-------- THE INPUT --------
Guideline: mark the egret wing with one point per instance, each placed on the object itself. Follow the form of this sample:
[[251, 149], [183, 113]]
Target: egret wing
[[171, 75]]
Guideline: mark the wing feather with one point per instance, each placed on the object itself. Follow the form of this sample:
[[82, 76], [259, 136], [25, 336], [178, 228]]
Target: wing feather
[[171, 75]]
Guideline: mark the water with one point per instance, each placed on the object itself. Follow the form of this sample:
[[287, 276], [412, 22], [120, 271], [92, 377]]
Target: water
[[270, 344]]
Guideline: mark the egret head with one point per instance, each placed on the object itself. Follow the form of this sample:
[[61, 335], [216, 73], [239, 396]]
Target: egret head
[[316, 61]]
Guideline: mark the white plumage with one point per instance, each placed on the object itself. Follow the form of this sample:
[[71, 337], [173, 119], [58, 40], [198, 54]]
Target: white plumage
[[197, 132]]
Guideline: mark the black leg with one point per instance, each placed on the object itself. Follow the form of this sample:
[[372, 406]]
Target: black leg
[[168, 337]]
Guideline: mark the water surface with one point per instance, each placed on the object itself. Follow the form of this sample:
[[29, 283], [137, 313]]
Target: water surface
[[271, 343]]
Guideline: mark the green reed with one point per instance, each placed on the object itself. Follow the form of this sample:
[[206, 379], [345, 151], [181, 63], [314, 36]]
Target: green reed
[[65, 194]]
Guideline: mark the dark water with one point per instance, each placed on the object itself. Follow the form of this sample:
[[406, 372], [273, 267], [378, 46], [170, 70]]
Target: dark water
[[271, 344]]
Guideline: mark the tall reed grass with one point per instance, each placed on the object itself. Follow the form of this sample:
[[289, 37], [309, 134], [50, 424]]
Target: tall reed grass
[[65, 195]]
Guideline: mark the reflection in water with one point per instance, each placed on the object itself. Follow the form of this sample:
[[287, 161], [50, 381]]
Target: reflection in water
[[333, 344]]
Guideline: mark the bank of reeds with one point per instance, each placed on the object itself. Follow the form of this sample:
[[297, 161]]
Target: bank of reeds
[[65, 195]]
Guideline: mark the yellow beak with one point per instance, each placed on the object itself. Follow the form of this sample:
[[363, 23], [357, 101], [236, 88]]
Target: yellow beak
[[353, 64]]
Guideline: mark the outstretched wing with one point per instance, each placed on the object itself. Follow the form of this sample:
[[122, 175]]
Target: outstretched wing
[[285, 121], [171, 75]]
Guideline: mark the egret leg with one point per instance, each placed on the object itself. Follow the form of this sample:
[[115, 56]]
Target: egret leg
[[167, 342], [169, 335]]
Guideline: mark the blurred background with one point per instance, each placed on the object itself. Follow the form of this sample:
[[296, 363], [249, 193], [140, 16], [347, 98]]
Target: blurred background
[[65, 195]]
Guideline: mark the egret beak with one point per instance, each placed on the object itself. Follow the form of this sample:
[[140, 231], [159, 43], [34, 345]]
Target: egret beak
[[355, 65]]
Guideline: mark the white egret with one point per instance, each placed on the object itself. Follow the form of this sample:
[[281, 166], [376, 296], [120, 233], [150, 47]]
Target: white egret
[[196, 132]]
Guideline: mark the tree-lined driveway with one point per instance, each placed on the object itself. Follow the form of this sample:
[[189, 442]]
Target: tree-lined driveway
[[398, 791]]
--------
Turn every line of the records above into a JSON list of strings, one string per line, leaving out any blank lines.

**COMPLETE OUTPUT:**
[
  "Guideline: mark the egret wing with one point per instance, each placed on the object itself. Follow the form of this sample:",
  "[[251, 149], [183, 113]]",
  "Target: egret wing",
  "[[171, 75]]",
  "Guideline: mark the wing feather with one point per instance, each placed on the object itself. Follow the form of this sample:",
  "[[82, 76], [259, 136], [25, 336], [178, 228]]",
  "Target: wing feather",
  "[[171, 75]]",
  "Guideline: mark the water with one point per instance, each placed on the object itself. Follow the form of this sample:",
  "[[287, 276], [412, 22], [120, 271], [92, 377]]",
  "Target: water",
  "[[270, 344]]",
  "Guideline: mark the egret head with one point per instance, each placed on the object itself. Follow the form of this sample:",
  "[[61, 335], [216, 73], [239, 396]]",
  "Target: egret head",
  "[[316, 61]]",
  "Guideline: mark the white plumage with one point per instance, each placed on the object itself. Follow the form of this sample:",
  "[[71, 337], [173, 119], [58, 40], [198, 54]]",
  "Target: white plumage",
  "[[197, 132]]",
  "Guideline: mark the black leg with one point per instance, each placed on the object itself. Follow the form of this sample:",
  "[[372, 406]]",
  "Target: black leg",
  "[[168, 337]]",
  "Guideline: mark the water surface with one point per instance, each placed on the object itself. Follow the form of this sample:",
  "[[29, 283], [137, 313]]",
  "Target: water surface",
  "[[271, 343]]",
  "Guideline: mark the green reed with one point per instance, each placed on the object itself. Follow the form of this sample:",
  "[[206, 379], [345, 151], [181, 63], [314, 36]]",
  "Target: green reed",
  "[[65, 194]]",
  "Guideline: mark the dark water with one point per instance, each placed on the object itself. Follow the form of this sample:",
  "[[406, 372], [273, 267], [378, 46], [170, 70]]",
  "Target: dark water",
  "[[271, 344]]",
  "Guideline: mark the tall reed grass with one point per instance, each placed on the object itself. Follow the form of this sample:",
  "[[289, 37], [309, 134], [50, 424]]",
  "Target: tall reed grass",
  "[[65, 195]]",
  "Guideline: mark the reflection in water with one point per instance, each placed on the object itself. Follow the form of this sample:",
  "[[287, 161], [50, 381]]",
  "Target: reflection in water",
  "[[333, 344]]",
  "Guideline: mark the bank of reeds with one point per instance, each placed on the object itself. Follow the form of this sample:",
  "[[297, 161]]",
  "Target: bank of reeds",
  "[[65, 195]]",
  "Guideline: mark the yellow beak with one point per instance, each placed on the object itself. Follow the form of this sample:",
  "[[363, 23], [357, 101], [236, 88]]",
  "Target: yellow beak",
  "[[353, 64]]",
  "Guideline: mark the outstretched wing with one point per instance, each placed on the object itself. Follow the form of this sample:",
  "[[122, 175]]",
  "Target: outstretched wing",
  "[[285, 121], [171, 75]]",
  "Guideline: mark the egret leg with one point per instance, each placed on the object itself. Follow the form of this sample:",
  "[[115, 56]]",
  "Target: egret leg",
  "[[167, 342], [169, 335]]",
  "Guideline: mark the blurred background with one point per instance, each placed on the object itself. Follow the form of this sample:",
  "[[296, 363], [249, 193], [140, 16], [347, 98]]",
  "Target: blurred background",
  "[[65, 195]]",
  "Guideline: mark the egret beak with one point per instance, each placed on the object itself. Follow the form of this sample:",
  "[[140, 231], [159, 43], [34, 345]]",
  "Target: egret beak",
  "[[355, 65]]",
  "Guideline: mark the white egret with one point per instance, each placed on the object itself. Follow the form of this sample:",
  "[[281, 166], [376, 296], [120, 233], [150, 47]]",
  "Target: white egret",
  "[[196, 132]]",
  "Guideline: mark the tree-lined driveway with one point per instance, each placed on the object itself. Follow the form of this sample:",
  "[[189, 442]]",
  "Target: tree-lined driveway",
  "[[398, 791]]"
]